[start of DATA TO USE]

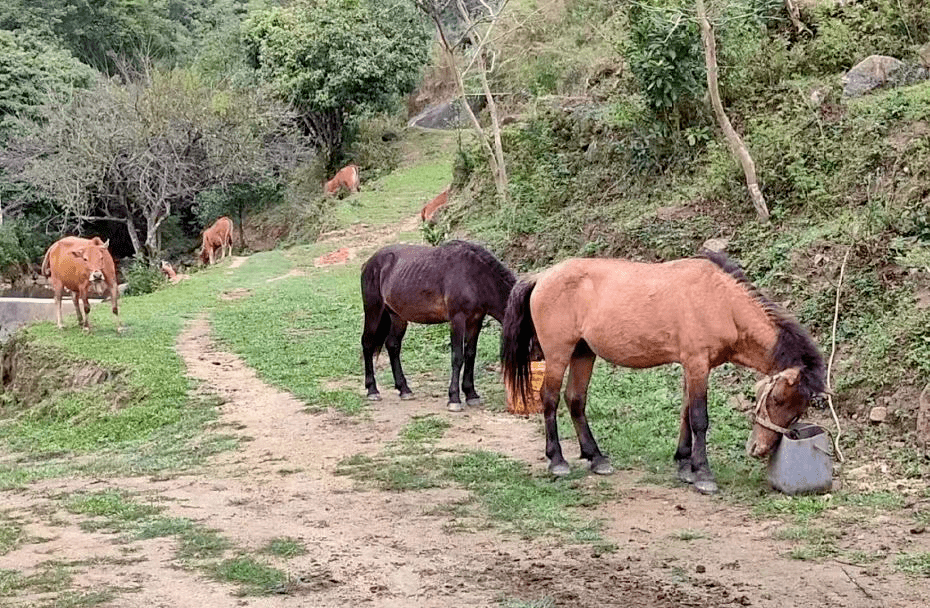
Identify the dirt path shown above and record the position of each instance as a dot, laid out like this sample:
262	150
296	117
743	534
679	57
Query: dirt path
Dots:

[end of DATA TO USE]

Duplicate every line above verbatim, leaving out the pictures.

**RESULT BELOW**.
Identify the dirt path shown above and record the position of each instance as a dot, laid out like this sample:
262	150
296	117
743	534
679	57
Query: dirt path
Dots:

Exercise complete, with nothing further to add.